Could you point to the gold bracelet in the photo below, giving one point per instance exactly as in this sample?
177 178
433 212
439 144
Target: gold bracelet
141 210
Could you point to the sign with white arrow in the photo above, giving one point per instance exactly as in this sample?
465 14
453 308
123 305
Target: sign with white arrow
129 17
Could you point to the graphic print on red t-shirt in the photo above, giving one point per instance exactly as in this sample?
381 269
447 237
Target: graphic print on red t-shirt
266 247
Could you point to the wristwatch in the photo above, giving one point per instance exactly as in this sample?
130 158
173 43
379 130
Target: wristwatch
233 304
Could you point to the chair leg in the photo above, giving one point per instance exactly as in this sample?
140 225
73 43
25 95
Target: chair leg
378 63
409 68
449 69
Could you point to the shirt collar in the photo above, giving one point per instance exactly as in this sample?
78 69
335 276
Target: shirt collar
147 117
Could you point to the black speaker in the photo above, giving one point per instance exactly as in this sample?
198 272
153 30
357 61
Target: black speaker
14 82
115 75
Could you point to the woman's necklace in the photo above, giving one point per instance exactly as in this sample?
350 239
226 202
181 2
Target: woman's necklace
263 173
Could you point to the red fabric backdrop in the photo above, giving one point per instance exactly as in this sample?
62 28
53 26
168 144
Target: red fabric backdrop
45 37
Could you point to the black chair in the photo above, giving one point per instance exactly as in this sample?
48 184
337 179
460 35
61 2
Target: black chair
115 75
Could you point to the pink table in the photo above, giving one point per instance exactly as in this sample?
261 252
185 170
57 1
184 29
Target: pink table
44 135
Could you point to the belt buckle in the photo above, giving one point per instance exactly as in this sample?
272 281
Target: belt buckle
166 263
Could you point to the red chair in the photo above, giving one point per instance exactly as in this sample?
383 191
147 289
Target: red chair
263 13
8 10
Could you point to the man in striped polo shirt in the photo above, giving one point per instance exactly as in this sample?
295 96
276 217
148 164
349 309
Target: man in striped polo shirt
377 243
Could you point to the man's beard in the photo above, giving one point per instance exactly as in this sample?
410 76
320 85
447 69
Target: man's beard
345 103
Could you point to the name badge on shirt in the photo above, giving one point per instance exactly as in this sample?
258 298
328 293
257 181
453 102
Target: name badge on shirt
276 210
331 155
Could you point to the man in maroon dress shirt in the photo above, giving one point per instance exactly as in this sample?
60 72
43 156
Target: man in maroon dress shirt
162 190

▬▬▬▬▬▬▬▬▬▬

_Description of the task:_
Set all of the entries down again, exactly as they were given.

_Result:_
Could you point to the gold bracelet in the photo below, giving one point per instance exactly as in this sample?
177 178
433 212
439 144
Target: gold bracelet
141 210
Could you point to the sign with white arrow in the photo above, giving one point per instance exactly as in this sample?
465 14
453 308
123 305
Target: sign with white arrow
129 17
Could you point to the graphic print on red t-shirt in the photo above, giving one point per instance exactly as in this sample?
381 269
447 237
Target: graphic print on red t-shirt
266 247
Could you point to the wristwatch in the photo above, giving one point per instance exactly as in this sample?
130 158
173 43
379 130
Target: wristwatch
233 304
Could you point to the chair leg in the photo above, giving one point per instance exactly as in this sample?
140 225
73 43
25 95
Target: chair leg
378 63
409 68
449 69
Could you point to the shirt collar in the photo above, giving one point per instance exactly as in this sample?
78 69
335 276
Target: shirt collar
147 117
Could you point to the black speaker in the photo above, giving one point per instance exactly as in this sample?
198 272
153 30
357 61
Target: black speaker
14 82
115 75
Could you point to the woman's necklace in the photo above, giving one point per instance exactly as in this sample?
350 239
226 202
181 2
Target: woman's necklace
263 173
Could you point to the red fabric backdrop in the photo above, giving one point per instance exactly as in this sample?
62 28
53 26
168 144
Target: red fabric backdrop
45 37
Could you point to the black chair in the photo above, giving one point per instance exactly as in this sample?
48 184
337 179
460 35
61 2
Target: black chair
115 75
Could you point to the pink table in the photo above, giving one point per instance exactly as in this sample?
261 252
185 170
57 1
184 29
Target: pink table
44 135
Could you point to the belt buckle in the photo above, giving one point per instance exactly as in this sample?
272 281
Target: belt buckle
166 263
Could you point to the red chair in the photo above, giving one point per instance exactly as in this sample?
383 191
147 289
Target: red chair
263 13
8 10
Could you point to the man in striped polo shirt in the photo above, giving one point per instance exactly as in this sample?
295 96
276 217
148 164
349 309
Target: man in striped polo shirt
377 243
Could you point to the man's beard in the photo above, giving one point per instance exactly as in this sample?
410 76
320 85
447 69
Target: man's beard
345 103
Could you point to the name badge on shirt in the photo above, giving one point per instance exactly as in this sample?
258 298
328 293
257 181
453 102
Target: name badge on shirt
276 210
331 155
Could you point to the man in maroon dress shirt in the photo above, giving one point per instance exactly as in this sample?
60 72
43 156
Target: man in maroon dress shirt
162 190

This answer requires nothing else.